Page
CODEWITHSUNDEEP
pythonnumpyindexing
jbplasma
jbplasma

Reputation: 385

Separate groups of array elements separated by Nones

I have an np.array(<>,dtype = object) of floats that are visually grouped by Nones between them. For example:

Event = np.array([1., 2., None, None, None, 32., 43., None], dtype = object)

There's no regular group-size so that it can be indexed like Event[:2:], or something of that sort. I want to separate these groups of floats into their own arrays/lists, so that I have:

Event_group1 = [1., 2.]
Event_group2 = [32., 43.]

The only solution I could think of would be to recursively sift through each element, store all floats into another list, stop storing elements once a None is reached, and then start storing elements into a new list once a float is reached again. But this is incredibly inefficient.

How would I do this in a Pythonic way?

To-do list
(1) Answer these questions about the post:
(a) What dtype does the example array use?
(b) Which values make up the second group the author wants to obtain?
(c) How does the author judge their own proposed solution?
(2) Copy the passage of the post starting with "There's no regular" and going on through "a Pythonic way?", with no changes.

Stored items from a collection:
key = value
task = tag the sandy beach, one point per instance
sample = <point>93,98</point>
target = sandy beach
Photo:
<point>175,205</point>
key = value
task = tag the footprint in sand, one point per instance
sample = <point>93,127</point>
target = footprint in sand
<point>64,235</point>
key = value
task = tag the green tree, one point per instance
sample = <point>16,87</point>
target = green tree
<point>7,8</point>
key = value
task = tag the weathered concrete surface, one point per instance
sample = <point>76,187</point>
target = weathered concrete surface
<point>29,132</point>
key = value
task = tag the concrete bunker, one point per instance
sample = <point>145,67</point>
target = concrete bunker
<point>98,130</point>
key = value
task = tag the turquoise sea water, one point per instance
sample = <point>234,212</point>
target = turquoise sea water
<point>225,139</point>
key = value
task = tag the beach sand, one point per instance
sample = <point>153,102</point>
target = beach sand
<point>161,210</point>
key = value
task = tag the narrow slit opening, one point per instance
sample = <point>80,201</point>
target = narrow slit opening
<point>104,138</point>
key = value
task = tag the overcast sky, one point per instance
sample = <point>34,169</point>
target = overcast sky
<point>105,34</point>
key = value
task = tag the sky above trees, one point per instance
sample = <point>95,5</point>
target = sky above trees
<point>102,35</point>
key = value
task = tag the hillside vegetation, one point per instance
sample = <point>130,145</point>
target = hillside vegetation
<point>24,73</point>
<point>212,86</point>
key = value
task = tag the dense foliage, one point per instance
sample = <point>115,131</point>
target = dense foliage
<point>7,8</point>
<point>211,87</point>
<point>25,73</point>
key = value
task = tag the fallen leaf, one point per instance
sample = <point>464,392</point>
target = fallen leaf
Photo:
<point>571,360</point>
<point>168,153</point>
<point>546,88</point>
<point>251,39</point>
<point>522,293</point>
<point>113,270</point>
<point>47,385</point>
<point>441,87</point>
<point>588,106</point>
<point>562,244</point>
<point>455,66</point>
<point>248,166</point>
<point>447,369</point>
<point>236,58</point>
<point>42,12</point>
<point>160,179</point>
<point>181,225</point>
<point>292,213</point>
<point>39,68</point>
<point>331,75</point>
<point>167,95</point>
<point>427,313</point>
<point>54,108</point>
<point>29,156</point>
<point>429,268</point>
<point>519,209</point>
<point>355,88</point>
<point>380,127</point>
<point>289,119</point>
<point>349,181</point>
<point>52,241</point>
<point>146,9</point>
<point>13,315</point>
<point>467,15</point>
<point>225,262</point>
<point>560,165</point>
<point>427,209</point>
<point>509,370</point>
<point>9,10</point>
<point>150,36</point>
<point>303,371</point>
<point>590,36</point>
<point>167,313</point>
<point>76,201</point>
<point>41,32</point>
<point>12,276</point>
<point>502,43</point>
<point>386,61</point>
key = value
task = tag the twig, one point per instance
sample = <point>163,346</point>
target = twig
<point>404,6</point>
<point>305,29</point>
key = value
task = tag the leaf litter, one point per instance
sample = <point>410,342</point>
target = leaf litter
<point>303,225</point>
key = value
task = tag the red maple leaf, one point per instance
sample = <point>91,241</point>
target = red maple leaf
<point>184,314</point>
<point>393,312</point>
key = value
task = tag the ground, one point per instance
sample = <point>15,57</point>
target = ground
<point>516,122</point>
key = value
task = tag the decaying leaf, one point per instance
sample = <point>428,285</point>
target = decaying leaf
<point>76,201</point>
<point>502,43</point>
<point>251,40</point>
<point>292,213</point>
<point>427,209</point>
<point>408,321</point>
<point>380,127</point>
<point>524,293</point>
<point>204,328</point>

Correct answers
(1)
(a) The dtype is object.
(b) The second group is [32., 43.].
(c) The author calls it incredibly inefficient.

(2)
There's no regular group-size so that it can be indexed like Event[:2:], or something of that sort. I want to separate these groups of floats into their own arrays/lists, so that I have:

Event_group1 = [1., 2.]
Event_group2 = [32., 43.]

The only solution I could think of would be to recursively sift through each element, store all floats into another list, stop storing elements once a None is reached, and then start storing elements into a new list once a float is reached again. But this is incredibly inefficient.

How would I do this in a Pythonic way?